● **SHORT TASK**
Print the entries below in their entirety, exactly as they are written.

● **INPUT**
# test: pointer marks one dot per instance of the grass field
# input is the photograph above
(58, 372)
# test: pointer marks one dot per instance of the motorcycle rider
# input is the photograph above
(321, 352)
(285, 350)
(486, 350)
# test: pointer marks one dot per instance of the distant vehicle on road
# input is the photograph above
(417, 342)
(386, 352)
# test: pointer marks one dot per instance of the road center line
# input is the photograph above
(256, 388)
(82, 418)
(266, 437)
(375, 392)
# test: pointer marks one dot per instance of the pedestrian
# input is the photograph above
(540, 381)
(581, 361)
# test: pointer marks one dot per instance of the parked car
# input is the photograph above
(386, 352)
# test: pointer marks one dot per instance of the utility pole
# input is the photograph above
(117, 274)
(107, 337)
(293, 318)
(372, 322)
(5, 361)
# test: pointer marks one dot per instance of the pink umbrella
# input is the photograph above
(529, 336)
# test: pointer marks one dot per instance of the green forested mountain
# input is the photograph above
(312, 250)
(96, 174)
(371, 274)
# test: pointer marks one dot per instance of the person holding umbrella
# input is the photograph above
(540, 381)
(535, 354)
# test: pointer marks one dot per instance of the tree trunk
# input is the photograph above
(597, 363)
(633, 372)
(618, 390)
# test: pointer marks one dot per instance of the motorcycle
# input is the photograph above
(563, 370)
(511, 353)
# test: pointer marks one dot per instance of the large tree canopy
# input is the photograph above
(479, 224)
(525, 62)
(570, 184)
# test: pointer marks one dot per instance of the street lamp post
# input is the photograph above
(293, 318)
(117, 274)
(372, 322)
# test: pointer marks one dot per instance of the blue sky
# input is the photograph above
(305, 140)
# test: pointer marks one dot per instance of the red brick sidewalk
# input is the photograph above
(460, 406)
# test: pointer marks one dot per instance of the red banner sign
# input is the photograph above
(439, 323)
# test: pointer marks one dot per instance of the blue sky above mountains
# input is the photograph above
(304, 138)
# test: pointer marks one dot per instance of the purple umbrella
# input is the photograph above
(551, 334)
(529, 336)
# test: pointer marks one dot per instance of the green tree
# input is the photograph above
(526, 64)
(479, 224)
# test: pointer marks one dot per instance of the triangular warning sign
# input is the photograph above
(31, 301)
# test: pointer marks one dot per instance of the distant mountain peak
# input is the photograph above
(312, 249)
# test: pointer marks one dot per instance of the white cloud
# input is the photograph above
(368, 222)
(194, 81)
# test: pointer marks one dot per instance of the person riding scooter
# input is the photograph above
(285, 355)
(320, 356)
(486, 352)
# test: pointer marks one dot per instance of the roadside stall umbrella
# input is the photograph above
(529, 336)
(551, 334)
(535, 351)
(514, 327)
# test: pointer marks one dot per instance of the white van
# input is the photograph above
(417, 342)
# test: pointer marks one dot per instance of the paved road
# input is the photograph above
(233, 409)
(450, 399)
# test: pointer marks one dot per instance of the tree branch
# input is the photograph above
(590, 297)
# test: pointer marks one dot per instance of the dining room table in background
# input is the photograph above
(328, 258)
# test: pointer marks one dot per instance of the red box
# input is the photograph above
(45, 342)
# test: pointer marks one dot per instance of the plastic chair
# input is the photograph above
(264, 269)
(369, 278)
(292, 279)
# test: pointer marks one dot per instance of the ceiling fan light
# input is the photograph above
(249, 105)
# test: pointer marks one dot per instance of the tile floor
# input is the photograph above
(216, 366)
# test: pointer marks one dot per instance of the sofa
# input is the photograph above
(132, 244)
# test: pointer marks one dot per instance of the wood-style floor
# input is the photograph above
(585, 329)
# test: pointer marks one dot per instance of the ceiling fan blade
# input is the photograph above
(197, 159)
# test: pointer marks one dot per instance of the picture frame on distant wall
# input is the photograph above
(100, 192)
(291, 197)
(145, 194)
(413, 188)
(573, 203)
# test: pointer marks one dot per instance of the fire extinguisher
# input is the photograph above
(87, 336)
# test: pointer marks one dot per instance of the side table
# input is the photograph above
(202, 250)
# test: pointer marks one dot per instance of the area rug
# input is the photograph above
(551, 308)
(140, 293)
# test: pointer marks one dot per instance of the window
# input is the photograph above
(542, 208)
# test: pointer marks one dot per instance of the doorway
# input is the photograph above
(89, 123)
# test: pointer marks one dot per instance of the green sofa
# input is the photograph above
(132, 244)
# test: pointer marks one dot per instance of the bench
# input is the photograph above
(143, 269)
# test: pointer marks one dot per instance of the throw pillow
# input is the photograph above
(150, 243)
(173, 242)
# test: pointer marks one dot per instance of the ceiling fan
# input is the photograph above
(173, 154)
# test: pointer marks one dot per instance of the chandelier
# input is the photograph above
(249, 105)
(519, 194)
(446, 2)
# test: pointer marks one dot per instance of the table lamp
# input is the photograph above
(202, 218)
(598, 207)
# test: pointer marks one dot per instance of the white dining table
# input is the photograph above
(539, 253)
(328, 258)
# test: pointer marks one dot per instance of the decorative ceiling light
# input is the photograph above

● **EXERCISE OUTPUT**
# test: pointer marks one dot per instance of the grass field
# input is the photograph above
(58, 372)
# test: pointer marks one dot per instance of the motorcycle rider
# input is the photograph above
(321, 352)
(285, 350)
(486, 350)
# test: pointer marks one dot per instance of the distant vehicle on road
# input is the photograph above
(417, 342)
(386, 352)
# test: pointer marks one dot per instance of the road center line
# input is the photograph above
(256, 388)
(82, 418)
(266, 437)
(375, 392)
# test: pointer marks one dot per instance of the pedestrian
# input is the photograph above
(540, 381)
(581, 361)
# test: pointer marks one dot per instance of the parked car
# input is the photograph above
(386, 352)
# test: pointer marks one dot per instance of the utility pole
# input is the photograph above
(117, 274)
(107, 337)
(293, 318)
(372, 322)
(5, 361)
# test: pointer marks one dot per instance of the pink umbrella
# input is the photograph above
(529, 336)
# test: pointer marks one dot per instance of the green forested mountain
# input is the photograph above
(312, 250)
(96, 174)
(371, 274)
# test: pointer marks one dot per instance of the person holding umbrella
# input is the photograph above
(540, 381)
(535, 354)
# test: pointer marks one dot per instance of the tree trunk
# input is the photograph above
(597, 363)
(633, 372)
(618, 390)
# test: pointer marks one dot per instance of the motorcycle
# input is the photograph above
(563, 370)
(511, 353)
# test: pointer marks one dot per instance of the large tree canopy
# input is the photograph above
(479, 224)
(525, 62)
(570, 184)
# test: pointer marks one dot per instance of the street lamp post
# input is the photograph above
(293, 318)
(117, 274)
(372, 322)
# test: pointer marks one dot per instance of the blue sky
# input is the photograph above
(305, 140)
# test: pointer marks one dot per instance of the red brick sidewalk
# input is the photograph above
(460, 406)
# test: pointer marks one dot per instance of the red banner sign
# input is the photograph above
(439, 323)
# test: pointer marks one dot per instance of the blue sky above mountains
# input is the photograph above
(304, 138)
# test: pointer marks one dot per instance of the purple umbrella
# input is the photograph above
(551, 334)
(529, 336)
# test: pointer marks one dot per instance of the green tree
# input is the photograph above
(526, 64)
(479, 224)
# test: pointer marks one dot per instance of the triangular warning sign
# input is the photograph above
(31, 301)
# test: pointer marks one dot per instance of the distant mountain peak
# input is the photograph above
(312, 249)
# test: pointer marks one dot per instance of the white cloud
# input is the photograph above
(368, 222)
(194, 81)
# test: pointer marks one dot per instance of the person riding scooter
# input is the photograph above
(285, 355)
(320, 356)
(486, 352)
# test: pointer marks one dot per instance of the roadside stall umbrella
# input is the photograph above
(529, 336)
(551, 334)
(535, 351)
(514, 327)
# test: pointer marks one dot per instance of the white van
# input is the photograph above
(417, 342)
# test: pointer marks one dot per instance of the paved road
# input is the photograph above
(233, 409)
(450, 399)
# test: pointer marks one dot per instance of the tree branch
# input is the photograph above
(590, 297)
# test: pointer marks one dot per instance of the dining room table in background
# input is the photograph above
(328, 258)
# test: pointer marks one dot per instance of the red box
# input is the photograph above
(45, 342)
# test: pointer marks one dot per instance of the plastic chair
# input is the photograph above
(264, 269)
(369, 278)
(292, 279)
# test: pointer marks one dot per instance of the ceiling fan light
# input is the photograph above
(249, 105)
# test: pointer marks one dot per instance of the tile floor
# input is the photograph above
(216, 366)
# test: pointer marks one dot per instance of the sofa
# input is the photograph above
(132, 244)
# test: pointer marks one dot per instance of the wood-style floor
# input is the photograph above
(585, 329)
# test: pointer marks one dot per instance of the ceiling fan blade
# input is the photograph above
(197, 159)
# test: pointer marks one dot per instance of the picture frame on distant wall
# input is the photograph above
(100, 192)
(291, 197)
(145, 194)
(413, 188)
(573, 203)
# test: pointer marks one dot per instance of the fire extinguisher
# input is the photograph above
(87, 336)
# test: pointer marks one dot per instance of the side table
# input is the photograph above
(202, 250)
# test: pointer marks one dot per instance of the area rug
# input is the photograph above
(551, 308)
(140, 293)
# test: pointer marks one dot per instance of the window
# input is the photograph above
(542, 208)
# test: pointer marks one dot per instance of the doorway
# input is the photograph above
(89, 123)
# test: pointer marks one dot per instance of the green sofa
# input is the photograph above
(132, 244)
# test: pointer marks one dot per instance of the bench
# input is the photograph above
(143, 269)
# test: pointer marks one dot per instance of the throw pillow
# input is the photograph above
(150, 243)
(173, 242)
# test: pointer marks one dot per instance of the ceiling fan
# input is the photograph above
(173, 154)
# test: pointer marks one dot per instance of the chandelier
# input is the photograph above
(249, 105)
(519, 194)
(446, 2)
# test: pointer marks one dot per instance of the table lamp
# input is the photograph above
(202, 218)
(598, 207)
# test: pointer marks one dot per instance of the white dining table
# input is the photograph above
(539, 253)
(328, 258)
# test: pointer marks one dot per instance of the decorative ceiling light
# input is the photograph above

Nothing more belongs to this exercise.